- Written exercise -
How many lines of the listing contain the word "gray"? Give only the number.

- Material for this task -
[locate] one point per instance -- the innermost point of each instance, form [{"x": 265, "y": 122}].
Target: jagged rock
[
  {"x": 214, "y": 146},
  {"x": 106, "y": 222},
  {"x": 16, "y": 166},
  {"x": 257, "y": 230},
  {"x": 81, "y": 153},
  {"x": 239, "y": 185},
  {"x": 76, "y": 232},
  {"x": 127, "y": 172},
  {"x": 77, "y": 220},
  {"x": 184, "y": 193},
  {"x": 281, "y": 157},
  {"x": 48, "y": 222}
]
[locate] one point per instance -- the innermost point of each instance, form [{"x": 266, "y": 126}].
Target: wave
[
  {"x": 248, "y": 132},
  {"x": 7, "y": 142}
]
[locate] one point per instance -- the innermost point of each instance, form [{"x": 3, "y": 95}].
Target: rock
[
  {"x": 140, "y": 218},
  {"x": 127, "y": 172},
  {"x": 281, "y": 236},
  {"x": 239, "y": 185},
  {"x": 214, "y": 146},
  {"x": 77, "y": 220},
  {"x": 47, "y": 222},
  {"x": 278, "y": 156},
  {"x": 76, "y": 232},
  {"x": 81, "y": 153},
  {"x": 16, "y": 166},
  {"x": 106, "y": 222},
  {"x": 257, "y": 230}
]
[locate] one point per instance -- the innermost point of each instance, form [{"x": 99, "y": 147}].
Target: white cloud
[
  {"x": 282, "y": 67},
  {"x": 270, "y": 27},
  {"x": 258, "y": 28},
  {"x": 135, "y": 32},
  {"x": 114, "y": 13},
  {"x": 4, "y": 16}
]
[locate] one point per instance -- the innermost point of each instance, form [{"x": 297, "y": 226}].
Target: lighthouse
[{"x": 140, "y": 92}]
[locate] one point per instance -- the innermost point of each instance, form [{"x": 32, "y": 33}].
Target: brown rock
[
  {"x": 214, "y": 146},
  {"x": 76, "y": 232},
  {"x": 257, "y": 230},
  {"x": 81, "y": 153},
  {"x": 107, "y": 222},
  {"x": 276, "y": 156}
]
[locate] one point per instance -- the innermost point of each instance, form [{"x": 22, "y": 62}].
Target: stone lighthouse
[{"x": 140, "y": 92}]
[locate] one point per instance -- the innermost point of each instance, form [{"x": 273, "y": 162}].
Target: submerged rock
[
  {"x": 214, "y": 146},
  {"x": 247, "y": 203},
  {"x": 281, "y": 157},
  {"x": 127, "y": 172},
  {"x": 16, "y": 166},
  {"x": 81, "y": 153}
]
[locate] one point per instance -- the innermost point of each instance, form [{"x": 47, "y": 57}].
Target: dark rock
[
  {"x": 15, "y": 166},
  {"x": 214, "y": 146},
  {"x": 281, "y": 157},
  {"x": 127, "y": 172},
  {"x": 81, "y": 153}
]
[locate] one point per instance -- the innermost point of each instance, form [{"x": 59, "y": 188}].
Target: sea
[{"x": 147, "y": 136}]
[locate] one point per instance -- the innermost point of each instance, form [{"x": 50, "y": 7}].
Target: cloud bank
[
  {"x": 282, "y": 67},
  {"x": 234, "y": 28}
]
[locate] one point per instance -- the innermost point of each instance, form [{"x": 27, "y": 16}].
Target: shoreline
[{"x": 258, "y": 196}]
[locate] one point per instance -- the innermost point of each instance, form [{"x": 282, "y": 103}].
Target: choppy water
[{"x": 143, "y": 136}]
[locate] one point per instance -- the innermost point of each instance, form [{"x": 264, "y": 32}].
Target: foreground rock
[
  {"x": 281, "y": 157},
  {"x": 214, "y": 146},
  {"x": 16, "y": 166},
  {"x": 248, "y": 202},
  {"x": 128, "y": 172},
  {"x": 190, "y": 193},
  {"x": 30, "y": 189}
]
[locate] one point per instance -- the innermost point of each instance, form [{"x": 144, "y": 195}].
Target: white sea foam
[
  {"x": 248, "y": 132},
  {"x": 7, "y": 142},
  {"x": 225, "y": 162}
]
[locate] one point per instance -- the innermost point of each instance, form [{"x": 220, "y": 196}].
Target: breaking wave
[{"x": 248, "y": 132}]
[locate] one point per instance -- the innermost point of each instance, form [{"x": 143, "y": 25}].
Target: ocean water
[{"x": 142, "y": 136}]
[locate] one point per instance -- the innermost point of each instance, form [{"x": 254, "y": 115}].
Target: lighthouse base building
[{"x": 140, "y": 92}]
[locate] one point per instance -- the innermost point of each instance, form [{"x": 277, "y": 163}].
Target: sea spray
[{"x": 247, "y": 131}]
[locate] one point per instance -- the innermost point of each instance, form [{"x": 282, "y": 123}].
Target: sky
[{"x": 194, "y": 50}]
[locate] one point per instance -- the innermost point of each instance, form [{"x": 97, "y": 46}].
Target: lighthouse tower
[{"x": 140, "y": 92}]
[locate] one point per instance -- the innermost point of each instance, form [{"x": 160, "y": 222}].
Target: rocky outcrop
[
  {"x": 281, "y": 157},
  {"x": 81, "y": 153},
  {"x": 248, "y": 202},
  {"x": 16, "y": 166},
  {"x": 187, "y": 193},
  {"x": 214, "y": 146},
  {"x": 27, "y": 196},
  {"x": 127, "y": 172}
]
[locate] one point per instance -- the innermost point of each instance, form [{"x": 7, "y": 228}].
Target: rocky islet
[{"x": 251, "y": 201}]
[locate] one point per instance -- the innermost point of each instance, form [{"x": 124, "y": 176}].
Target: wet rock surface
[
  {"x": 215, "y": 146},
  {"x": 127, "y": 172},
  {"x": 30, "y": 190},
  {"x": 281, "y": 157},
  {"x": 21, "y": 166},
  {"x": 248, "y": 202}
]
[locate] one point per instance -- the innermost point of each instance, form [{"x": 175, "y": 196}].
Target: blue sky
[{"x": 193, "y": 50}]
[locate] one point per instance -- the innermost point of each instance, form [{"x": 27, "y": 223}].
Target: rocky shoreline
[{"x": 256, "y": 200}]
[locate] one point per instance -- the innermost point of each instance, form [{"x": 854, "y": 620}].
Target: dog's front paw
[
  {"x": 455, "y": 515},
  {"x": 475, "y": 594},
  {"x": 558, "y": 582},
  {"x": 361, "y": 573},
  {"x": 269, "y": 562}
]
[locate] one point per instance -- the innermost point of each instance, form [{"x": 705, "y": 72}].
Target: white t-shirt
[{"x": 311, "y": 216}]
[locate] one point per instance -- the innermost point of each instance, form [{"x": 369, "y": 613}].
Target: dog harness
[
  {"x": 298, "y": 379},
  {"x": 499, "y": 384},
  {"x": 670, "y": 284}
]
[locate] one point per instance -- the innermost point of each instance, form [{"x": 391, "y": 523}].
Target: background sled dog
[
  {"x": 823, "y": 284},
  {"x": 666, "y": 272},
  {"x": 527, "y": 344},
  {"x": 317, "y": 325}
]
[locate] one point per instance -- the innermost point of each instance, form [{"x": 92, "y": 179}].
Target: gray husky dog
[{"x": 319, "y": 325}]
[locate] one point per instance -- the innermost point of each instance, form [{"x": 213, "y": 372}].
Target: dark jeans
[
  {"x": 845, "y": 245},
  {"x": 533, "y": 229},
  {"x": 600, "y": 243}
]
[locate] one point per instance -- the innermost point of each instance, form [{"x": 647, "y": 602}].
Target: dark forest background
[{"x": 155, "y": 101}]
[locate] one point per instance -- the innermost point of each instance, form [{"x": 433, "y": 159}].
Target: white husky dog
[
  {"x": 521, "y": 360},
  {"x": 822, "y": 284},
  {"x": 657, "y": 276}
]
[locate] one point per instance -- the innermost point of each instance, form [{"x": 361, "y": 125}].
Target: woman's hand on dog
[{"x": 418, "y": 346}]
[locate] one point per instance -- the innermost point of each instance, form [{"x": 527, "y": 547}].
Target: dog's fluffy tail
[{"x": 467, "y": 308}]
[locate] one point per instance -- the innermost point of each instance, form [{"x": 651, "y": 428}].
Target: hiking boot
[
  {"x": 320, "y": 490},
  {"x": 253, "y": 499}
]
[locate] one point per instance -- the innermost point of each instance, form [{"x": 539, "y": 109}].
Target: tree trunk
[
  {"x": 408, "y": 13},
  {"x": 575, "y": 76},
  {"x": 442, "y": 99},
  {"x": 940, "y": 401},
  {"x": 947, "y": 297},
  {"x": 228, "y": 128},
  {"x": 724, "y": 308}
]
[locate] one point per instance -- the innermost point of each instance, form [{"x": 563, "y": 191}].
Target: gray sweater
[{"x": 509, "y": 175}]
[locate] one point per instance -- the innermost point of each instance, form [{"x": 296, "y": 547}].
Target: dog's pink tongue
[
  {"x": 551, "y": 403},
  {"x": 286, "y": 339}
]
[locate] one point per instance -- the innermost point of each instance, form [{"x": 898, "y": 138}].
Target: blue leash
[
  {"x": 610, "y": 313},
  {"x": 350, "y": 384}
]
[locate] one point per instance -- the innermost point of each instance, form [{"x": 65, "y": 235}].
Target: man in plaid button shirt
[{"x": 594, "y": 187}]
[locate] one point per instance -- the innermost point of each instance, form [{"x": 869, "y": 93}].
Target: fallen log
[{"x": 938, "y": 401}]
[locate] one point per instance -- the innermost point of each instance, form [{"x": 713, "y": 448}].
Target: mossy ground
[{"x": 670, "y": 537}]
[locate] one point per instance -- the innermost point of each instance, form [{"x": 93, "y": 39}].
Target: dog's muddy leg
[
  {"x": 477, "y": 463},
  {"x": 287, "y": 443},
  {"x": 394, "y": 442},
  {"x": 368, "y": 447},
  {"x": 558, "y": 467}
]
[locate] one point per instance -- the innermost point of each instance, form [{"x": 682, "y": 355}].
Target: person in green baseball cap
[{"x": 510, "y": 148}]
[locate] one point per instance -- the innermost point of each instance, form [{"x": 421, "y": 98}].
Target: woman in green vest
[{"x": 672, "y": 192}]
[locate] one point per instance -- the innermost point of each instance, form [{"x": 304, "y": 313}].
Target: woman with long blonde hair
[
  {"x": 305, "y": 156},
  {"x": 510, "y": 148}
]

- Worked solution -
2